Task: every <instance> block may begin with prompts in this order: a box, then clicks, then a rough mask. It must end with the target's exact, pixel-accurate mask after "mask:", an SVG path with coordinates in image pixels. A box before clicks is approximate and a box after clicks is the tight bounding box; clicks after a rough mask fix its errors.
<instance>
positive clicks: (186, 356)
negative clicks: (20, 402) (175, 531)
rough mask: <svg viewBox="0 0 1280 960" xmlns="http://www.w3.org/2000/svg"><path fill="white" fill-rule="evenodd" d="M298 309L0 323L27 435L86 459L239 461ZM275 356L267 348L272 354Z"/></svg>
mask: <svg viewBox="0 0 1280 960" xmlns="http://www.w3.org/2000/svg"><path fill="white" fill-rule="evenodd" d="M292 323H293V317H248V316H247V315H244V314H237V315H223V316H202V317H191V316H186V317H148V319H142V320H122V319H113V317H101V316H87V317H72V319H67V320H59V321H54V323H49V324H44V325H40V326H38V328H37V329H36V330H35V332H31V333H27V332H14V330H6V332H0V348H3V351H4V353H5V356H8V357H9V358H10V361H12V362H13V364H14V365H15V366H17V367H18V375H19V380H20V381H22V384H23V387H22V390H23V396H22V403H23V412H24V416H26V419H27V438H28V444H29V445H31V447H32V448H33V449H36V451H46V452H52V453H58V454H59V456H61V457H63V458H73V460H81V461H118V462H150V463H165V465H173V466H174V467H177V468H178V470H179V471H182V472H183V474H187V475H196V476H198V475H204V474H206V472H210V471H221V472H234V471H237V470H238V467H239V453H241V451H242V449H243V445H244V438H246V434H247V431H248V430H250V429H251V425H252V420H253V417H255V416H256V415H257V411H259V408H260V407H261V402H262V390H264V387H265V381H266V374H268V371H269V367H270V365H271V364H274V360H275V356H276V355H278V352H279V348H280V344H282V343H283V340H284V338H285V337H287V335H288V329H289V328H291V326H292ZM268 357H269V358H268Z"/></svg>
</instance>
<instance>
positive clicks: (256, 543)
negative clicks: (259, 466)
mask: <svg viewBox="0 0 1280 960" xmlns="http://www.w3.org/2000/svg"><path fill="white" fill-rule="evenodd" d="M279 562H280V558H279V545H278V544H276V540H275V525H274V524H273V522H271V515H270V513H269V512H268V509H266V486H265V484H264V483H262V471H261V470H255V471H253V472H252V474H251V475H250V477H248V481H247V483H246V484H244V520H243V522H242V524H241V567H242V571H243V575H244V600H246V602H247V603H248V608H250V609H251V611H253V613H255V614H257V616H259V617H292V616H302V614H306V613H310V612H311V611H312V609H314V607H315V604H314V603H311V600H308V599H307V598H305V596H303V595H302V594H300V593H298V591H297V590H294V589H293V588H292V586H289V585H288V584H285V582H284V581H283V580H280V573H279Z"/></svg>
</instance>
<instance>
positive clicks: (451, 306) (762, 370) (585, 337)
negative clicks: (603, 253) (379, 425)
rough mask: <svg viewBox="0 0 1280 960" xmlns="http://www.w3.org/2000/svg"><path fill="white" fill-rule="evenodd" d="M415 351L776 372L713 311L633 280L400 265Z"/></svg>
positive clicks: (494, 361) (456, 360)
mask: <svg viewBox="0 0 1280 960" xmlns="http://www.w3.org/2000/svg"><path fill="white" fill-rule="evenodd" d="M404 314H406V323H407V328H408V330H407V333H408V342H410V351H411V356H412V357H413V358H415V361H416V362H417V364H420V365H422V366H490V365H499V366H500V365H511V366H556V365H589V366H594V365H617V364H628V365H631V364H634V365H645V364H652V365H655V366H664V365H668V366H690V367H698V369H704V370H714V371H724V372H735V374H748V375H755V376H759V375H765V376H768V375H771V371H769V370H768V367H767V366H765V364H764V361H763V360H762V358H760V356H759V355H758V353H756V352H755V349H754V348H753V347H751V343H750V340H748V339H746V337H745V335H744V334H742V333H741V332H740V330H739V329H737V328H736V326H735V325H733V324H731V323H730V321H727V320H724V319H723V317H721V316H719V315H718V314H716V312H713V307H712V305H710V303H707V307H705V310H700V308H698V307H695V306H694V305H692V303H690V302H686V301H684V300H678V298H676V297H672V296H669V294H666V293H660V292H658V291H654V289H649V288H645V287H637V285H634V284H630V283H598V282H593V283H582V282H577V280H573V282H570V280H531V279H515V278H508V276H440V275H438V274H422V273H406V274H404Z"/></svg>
= = =
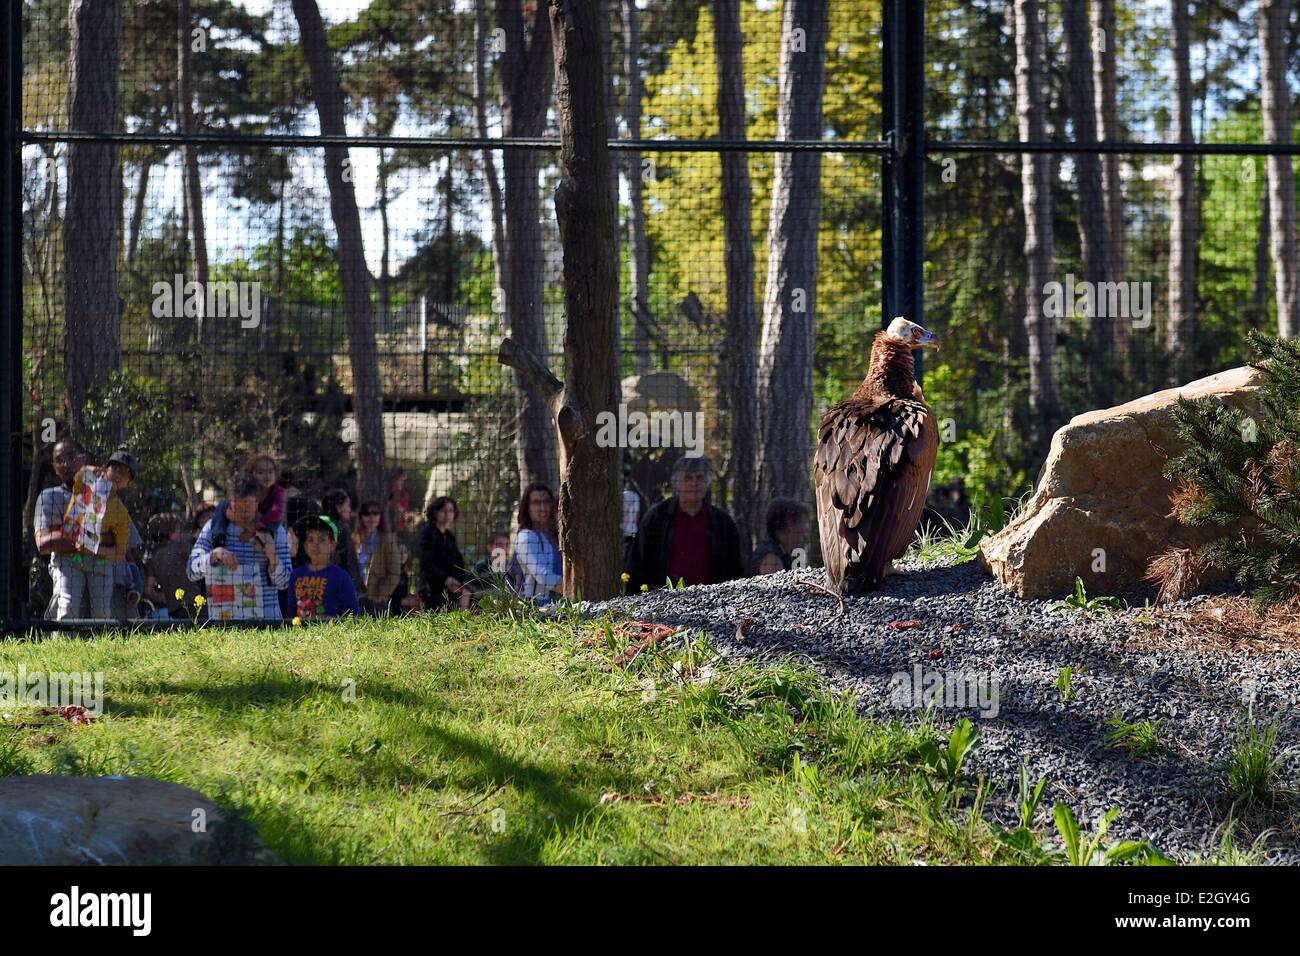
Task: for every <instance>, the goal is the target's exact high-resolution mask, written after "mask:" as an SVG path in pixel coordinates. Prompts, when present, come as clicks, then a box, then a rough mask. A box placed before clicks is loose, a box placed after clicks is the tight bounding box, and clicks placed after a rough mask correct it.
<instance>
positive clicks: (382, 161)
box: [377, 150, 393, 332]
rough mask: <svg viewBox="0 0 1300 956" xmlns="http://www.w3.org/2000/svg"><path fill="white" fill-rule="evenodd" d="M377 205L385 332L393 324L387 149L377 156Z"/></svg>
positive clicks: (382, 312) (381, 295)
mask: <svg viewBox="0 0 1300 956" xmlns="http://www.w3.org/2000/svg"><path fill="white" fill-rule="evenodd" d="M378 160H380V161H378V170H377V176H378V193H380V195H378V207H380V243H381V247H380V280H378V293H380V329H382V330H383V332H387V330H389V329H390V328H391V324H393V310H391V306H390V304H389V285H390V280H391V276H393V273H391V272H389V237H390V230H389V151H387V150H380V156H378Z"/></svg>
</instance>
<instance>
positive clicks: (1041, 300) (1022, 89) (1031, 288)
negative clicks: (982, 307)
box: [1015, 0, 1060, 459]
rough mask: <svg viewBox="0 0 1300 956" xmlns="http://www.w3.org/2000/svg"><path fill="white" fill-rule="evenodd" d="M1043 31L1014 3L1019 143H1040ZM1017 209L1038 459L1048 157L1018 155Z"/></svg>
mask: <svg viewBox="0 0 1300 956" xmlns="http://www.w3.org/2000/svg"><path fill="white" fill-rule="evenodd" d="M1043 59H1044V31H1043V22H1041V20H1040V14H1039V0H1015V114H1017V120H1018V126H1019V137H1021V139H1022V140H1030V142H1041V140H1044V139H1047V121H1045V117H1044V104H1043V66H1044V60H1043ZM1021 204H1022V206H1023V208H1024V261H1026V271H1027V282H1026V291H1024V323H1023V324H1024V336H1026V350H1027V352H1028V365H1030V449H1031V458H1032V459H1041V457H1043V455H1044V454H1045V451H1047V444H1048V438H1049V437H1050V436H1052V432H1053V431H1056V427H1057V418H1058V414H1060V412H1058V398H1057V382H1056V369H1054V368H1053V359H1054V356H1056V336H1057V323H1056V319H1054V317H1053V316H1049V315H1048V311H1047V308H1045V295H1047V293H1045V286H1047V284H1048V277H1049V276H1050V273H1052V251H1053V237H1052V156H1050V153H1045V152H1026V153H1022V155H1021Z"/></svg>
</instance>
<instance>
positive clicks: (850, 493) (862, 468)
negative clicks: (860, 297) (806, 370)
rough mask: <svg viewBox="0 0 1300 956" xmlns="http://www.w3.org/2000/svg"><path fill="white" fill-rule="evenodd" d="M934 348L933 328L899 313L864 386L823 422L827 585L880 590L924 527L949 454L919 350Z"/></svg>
= = =
Taking the material above, extract exactly and only the lines from the line with "Task: every <instance>" to the line with "negative clicks: (20, 402) (175, 531)", inclusive of both.

**Completed task**
Task: every <instance> block may begin with prompts in this order: a box, then clicks, then a rough mask. It must end with the target's exact, pixel-accurate mask after "mask:", an SVG path with coordinates in image pixels. A box before clicks is approximate and a box after clicks is the tight bounding box; clicks after a rough mask fix its errors.
<instance>
positive clicks: (186, 356)
negative clicks: (20, 402) (175, 531)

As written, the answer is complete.